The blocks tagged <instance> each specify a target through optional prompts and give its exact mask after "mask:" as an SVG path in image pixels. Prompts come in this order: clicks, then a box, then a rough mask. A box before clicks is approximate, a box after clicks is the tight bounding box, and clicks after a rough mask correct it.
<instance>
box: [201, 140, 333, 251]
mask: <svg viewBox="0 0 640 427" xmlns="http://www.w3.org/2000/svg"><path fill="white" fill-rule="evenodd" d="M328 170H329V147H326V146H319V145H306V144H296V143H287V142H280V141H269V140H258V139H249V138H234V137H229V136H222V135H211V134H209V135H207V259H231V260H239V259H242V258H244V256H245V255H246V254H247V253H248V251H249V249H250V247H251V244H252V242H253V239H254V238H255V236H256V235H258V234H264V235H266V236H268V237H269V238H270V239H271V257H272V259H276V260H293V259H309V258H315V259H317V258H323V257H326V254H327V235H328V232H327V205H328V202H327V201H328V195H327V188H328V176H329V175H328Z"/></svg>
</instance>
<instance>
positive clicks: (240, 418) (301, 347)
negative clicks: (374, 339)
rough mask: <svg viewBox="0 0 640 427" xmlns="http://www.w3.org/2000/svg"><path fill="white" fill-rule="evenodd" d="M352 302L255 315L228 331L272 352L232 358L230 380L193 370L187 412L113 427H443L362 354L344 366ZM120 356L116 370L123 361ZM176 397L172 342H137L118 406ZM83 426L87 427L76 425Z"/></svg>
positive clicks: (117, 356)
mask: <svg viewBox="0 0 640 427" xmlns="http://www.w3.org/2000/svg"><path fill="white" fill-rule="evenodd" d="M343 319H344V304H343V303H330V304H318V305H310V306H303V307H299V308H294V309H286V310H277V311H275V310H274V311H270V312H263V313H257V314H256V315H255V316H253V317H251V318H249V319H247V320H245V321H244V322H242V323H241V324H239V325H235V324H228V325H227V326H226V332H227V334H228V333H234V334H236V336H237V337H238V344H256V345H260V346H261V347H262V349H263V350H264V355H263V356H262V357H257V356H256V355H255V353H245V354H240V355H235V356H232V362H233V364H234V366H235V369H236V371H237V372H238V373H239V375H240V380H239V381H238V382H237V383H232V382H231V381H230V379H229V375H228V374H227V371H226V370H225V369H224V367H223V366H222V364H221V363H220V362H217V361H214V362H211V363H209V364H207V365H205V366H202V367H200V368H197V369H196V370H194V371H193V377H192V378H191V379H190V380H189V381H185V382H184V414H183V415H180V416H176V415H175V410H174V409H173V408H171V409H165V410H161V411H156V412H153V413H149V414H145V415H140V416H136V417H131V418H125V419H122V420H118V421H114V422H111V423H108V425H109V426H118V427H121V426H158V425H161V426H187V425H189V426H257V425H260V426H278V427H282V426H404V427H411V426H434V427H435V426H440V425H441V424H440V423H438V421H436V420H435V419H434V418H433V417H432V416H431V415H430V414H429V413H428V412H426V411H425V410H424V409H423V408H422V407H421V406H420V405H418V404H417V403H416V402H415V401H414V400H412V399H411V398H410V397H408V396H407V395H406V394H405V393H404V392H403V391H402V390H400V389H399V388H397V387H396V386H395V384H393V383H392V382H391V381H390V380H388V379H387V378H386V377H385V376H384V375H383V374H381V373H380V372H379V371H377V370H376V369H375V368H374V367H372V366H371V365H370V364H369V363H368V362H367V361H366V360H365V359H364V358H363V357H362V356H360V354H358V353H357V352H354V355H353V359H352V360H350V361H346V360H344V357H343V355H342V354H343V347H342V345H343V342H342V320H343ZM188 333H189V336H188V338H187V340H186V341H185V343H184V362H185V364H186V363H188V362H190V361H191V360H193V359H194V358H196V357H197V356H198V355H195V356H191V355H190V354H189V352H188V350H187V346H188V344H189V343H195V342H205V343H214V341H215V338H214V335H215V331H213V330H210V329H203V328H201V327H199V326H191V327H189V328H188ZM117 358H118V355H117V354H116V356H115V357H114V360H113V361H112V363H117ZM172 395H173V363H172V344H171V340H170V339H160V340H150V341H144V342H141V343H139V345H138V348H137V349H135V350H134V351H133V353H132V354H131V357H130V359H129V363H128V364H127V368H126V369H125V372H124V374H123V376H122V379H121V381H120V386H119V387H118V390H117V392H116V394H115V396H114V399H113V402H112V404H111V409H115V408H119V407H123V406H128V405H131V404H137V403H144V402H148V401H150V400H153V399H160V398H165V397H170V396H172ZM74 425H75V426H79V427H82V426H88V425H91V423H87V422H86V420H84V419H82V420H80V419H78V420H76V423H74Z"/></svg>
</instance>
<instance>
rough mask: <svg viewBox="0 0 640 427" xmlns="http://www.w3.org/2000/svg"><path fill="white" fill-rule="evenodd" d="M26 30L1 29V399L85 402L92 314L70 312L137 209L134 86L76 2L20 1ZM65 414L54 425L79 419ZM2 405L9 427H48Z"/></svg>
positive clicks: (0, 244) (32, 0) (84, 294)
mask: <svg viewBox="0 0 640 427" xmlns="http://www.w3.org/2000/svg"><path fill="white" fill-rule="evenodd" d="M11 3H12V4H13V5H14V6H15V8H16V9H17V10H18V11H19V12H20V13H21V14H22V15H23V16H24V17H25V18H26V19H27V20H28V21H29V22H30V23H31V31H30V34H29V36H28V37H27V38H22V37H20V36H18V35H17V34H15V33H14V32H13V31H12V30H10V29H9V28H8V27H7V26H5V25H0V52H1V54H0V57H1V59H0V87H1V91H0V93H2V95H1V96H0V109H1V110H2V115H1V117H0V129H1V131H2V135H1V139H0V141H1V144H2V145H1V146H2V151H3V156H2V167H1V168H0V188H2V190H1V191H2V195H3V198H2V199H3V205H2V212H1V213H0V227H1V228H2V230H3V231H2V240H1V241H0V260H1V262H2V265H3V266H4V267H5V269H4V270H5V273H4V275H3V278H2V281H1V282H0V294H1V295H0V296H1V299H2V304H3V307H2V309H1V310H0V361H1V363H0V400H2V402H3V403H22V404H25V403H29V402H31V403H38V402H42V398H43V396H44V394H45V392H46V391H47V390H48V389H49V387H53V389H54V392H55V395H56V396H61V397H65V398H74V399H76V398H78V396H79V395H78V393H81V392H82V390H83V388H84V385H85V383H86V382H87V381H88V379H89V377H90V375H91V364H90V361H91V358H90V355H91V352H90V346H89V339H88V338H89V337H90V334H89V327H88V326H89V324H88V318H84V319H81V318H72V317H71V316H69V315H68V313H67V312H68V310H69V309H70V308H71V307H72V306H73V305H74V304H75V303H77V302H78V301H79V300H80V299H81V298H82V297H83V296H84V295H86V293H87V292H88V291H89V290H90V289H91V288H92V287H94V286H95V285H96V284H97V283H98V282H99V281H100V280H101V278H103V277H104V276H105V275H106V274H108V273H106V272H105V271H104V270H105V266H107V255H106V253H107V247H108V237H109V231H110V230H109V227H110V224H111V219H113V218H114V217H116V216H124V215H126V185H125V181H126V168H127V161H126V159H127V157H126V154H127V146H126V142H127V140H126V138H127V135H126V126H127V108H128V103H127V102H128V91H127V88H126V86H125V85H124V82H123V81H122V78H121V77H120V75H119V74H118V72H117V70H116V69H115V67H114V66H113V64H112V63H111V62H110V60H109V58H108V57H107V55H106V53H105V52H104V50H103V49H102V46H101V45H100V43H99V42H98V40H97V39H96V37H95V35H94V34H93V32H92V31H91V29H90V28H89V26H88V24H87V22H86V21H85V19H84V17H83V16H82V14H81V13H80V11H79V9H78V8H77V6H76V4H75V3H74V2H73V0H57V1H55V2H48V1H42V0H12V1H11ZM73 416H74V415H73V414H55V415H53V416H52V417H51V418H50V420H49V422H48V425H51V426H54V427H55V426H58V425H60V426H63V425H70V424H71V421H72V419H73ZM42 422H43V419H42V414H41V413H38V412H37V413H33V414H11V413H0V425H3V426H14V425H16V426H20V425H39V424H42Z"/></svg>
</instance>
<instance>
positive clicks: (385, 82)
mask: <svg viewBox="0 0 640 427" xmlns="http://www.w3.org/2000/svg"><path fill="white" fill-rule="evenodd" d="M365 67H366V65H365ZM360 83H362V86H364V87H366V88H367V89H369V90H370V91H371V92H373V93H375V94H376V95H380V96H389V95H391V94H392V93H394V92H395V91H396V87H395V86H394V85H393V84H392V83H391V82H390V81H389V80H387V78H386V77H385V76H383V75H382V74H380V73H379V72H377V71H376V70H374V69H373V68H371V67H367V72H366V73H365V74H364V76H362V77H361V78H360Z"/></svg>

■ ■ ■ ■

Brief: A single number is expected: the count of lines in the preceding entries that contain "rough".

Response below: 3